» **EXCERPT**:
--- START ---
# New to FreeBSD (Intel 5100 wifi)



## geek_nomad (Apr 24, 2010)

Hi. I'm thinking of installing freebsd in my laptop tdy. The only thing thats stopping me from installing is i'm not if my wifi card will work in freebsd. I'm using Intel 5100 wifi link. I looked at the hardware notes and i couldn't find my card in the list of supported cards. So will my card work under freebsd? if yes, can you pls explain how to or provide resources where i can make it work on my own? I also have mobile internet (internet from a network provider). Don't know how to explain it. But i'm guessing you understand what i'm talking about. Anyway, i get that to work using wvdial under linux. Can i get it to work under freebsd? Do i have to use wvdial or is there any other way to do it? Any kind of help or information will do. I really want to give freebsd a try and hopefully use it.


----------



## fronclynne (Apr 25, 2010)

Looks like you need to update the driver or run -STABLE: see [thread=8041]here[/thread].  Note that if you wait for 8.1-RELEASE, the driver should work "out of the box" (as they say in ancient Scotland).


----------



## geek_nomad (Apr 26, 2010)

Thanks for the reply. Stable in the sense, do i have to use stable version of freebsd? The thing is the only way i can use internet is by using wifi (but i dont have the drivers) or by using my mobile internet(which i have no idea how to connect).So it would be great if you can help me with any one of these. Pls provide step by step instructions if you can. Thanks


----------



## fronclynne (Apr 26, 2010)

*I hope.  Oh man, do all of my BACs hope.*

I'm pretty sure your "mobile internet" is not supported by freebsd (if it's some special USB/PCMCIA doo-hickey your internet provider sent you I'm pretty sure we don't) (PS I welcome being corrected/contradicted/wrong on this, but I'm not aware of it).
--- END ---
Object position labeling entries
--- START ---
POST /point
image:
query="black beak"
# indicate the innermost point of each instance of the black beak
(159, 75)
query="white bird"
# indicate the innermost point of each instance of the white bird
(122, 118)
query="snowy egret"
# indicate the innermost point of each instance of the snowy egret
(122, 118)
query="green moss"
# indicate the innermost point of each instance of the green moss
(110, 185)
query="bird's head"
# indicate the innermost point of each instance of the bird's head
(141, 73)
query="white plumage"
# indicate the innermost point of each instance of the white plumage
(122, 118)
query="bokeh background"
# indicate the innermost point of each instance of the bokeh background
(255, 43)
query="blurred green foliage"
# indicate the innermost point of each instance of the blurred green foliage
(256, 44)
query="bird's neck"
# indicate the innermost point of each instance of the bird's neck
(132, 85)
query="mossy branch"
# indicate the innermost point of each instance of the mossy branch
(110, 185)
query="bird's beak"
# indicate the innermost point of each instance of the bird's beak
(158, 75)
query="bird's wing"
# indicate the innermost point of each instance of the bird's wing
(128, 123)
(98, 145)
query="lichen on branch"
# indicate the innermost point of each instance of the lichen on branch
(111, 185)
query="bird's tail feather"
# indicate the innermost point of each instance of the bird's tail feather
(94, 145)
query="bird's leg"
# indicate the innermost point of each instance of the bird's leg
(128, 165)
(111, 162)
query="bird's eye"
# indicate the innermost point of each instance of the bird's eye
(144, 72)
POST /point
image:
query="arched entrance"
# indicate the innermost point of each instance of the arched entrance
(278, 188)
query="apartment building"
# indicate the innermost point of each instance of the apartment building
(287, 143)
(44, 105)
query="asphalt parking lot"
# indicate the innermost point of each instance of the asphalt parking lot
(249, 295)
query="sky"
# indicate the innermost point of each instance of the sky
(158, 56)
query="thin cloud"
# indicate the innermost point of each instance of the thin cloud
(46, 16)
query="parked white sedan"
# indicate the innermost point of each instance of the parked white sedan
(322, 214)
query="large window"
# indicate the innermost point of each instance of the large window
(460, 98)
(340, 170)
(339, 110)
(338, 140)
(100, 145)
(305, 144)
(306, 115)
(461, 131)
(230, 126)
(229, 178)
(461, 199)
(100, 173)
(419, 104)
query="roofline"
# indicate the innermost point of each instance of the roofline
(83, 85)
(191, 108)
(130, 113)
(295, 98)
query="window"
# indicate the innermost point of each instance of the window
--- END ---
» **PROBLEMS TO SOLVE**:
1. Print the part of the FreeBSD wifi thread starting with "## fronclynne (Apr 25, 2010)" and going on through "in ancient Scotland).".
2. In the FreeBSD wifi thread, why does geek_nomad ask for help with either the wifi card or the mobile internet?

» **TASK SOLUTIONS**:
1.
## fronclynne (Apr 25, 2010)

Looks like you need to update the driver or run -STABLE: see [thread=8041]here[/thread].  Note that if you wait for 8.1-RELEASE, the driver should work "out of the box" (as they say in ancient Scotland).

2. Those are the only two ways geek_nomad can get on the internet. There are no drivers for the wifi card, and geek_nomad has no idea how to connect the mobile internet.